---------- DATA TO USE
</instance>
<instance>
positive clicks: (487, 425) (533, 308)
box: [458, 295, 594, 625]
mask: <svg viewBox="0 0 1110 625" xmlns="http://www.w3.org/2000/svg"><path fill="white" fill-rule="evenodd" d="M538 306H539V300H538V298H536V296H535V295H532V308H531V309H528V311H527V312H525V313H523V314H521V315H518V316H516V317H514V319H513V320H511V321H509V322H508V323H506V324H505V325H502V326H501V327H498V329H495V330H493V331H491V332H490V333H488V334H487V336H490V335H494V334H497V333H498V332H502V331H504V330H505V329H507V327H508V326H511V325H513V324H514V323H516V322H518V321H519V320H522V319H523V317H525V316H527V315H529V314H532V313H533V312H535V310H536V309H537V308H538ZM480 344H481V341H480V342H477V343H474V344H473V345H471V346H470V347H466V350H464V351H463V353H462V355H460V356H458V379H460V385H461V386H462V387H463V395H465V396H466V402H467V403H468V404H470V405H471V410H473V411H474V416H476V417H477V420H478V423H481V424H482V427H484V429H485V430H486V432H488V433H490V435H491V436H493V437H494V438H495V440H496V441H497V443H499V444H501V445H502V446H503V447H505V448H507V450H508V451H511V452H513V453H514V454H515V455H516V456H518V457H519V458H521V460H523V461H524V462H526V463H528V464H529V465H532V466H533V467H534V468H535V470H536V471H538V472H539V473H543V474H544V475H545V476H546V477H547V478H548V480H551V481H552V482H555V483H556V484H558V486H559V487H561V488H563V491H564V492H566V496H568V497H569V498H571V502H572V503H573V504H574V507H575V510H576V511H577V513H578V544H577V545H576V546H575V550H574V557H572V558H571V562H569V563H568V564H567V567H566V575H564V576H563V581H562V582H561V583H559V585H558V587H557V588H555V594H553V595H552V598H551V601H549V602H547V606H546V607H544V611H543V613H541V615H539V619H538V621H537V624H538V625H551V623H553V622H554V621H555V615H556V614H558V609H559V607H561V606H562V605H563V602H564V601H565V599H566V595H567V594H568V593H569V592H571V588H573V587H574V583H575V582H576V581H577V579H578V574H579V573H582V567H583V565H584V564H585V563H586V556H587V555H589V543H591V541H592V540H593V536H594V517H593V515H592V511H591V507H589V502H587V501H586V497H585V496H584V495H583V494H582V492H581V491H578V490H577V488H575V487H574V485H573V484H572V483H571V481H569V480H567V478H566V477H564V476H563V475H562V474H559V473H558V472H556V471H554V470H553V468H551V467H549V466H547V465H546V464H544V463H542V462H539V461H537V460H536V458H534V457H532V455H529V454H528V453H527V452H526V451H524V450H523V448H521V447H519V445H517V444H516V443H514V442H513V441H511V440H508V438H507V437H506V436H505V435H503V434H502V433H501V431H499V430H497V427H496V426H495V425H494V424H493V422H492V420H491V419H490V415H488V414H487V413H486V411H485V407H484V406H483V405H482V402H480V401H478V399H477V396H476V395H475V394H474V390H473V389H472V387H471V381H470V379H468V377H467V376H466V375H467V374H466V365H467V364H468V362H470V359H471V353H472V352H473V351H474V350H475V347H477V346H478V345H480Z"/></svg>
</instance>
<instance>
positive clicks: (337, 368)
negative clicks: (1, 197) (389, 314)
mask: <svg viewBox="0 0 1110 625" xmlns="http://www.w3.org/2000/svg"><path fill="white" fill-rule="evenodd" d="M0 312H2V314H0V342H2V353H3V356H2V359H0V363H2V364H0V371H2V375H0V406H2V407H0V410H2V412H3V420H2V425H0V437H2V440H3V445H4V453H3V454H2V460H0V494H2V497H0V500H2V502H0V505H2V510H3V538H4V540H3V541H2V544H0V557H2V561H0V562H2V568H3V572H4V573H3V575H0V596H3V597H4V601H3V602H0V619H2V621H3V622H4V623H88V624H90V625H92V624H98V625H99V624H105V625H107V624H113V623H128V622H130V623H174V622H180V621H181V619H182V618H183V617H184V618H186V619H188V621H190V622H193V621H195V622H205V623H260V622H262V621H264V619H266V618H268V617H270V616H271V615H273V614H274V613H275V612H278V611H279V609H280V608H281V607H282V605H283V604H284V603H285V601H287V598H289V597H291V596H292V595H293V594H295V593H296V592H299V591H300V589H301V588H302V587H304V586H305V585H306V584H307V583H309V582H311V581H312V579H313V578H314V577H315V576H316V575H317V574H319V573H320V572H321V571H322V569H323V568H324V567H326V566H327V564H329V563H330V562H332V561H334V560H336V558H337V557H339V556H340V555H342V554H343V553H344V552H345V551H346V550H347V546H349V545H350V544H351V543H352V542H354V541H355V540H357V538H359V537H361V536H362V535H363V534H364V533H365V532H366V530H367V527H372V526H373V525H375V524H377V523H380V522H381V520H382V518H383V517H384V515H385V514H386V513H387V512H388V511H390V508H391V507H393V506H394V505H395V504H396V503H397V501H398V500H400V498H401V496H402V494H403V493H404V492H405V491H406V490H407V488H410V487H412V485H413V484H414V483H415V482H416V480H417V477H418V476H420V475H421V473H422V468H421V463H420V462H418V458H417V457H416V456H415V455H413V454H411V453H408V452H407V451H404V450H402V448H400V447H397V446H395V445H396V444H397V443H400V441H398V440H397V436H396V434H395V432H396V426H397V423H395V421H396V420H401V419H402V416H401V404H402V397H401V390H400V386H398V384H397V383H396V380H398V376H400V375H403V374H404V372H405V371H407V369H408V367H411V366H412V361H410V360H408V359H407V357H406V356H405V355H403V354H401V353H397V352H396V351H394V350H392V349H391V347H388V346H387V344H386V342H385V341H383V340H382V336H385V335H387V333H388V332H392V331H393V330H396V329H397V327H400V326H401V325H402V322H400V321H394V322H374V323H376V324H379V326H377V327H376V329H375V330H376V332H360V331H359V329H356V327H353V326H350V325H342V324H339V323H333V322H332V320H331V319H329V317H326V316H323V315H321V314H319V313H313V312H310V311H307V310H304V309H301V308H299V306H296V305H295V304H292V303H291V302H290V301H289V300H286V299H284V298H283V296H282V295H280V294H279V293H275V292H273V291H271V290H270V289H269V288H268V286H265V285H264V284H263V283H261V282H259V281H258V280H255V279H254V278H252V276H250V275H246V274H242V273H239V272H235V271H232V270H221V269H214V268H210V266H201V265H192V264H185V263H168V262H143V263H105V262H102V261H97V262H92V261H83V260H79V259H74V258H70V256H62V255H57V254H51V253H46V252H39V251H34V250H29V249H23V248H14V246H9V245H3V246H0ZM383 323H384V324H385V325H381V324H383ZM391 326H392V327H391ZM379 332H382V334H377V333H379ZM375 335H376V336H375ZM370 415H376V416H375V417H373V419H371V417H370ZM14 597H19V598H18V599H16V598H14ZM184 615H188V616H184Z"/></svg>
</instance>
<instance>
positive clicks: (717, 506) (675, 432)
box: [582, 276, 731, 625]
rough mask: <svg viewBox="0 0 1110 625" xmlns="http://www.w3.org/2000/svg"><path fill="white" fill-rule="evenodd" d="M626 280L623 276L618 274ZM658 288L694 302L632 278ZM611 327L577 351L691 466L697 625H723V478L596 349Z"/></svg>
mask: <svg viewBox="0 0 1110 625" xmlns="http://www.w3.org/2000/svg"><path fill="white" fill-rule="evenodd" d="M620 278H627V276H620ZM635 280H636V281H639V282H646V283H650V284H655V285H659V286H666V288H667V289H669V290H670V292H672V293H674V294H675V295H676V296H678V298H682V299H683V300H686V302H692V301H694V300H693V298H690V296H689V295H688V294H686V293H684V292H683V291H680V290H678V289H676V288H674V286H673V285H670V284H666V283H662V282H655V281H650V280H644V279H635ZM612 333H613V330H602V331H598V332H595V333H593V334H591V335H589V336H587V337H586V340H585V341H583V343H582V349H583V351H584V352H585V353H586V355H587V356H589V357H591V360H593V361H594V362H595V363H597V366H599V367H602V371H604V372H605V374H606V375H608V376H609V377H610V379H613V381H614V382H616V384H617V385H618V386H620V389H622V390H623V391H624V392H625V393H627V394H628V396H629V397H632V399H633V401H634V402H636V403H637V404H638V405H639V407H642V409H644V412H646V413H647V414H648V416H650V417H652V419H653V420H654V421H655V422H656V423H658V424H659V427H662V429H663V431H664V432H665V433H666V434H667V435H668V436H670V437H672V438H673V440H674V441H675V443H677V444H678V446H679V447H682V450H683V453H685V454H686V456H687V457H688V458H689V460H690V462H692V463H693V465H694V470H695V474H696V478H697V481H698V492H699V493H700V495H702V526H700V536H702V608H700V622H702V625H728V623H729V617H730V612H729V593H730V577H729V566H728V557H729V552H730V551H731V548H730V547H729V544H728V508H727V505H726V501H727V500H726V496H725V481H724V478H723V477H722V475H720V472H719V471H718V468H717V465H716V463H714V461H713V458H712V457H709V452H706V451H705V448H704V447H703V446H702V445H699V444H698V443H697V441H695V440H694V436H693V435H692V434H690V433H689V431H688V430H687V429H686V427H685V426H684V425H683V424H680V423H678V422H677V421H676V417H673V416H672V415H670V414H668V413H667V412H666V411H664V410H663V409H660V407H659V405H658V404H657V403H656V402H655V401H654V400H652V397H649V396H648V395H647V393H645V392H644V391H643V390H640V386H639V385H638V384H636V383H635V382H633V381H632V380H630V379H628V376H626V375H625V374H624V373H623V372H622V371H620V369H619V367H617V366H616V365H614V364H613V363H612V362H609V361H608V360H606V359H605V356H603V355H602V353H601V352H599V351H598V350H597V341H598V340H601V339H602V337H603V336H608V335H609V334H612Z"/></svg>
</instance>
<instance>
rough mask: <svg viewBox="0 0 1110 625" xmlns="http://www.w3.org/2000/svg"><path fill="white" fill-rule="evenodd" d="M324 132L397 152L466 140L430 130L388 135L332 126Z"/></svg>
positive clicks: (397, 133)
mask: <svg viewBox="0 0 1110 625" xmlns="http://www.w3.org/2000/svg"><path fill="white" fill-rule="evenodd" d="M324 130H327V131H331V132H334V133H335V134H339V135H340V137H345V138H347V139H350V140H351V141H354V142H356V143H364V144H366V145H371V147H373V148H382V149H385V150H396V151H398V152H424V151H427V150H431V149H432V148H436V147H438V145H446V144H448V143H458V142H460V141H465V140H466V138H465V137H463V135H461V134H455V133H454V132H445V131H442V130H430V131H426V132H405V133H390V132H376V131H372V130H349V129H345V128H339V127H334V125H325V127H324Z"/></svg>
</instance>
--------------------
TASK TO CARRY OUT —
If a line of the listing above contains "positive", pick it out and copy it.

EXERCISE RESPONSE —
positive clicks: (487, 425) (533, 308)
positive clicks: (337, 368)
positive clicks: (717, 506) (675, 432)
positive clicks: (397, 133)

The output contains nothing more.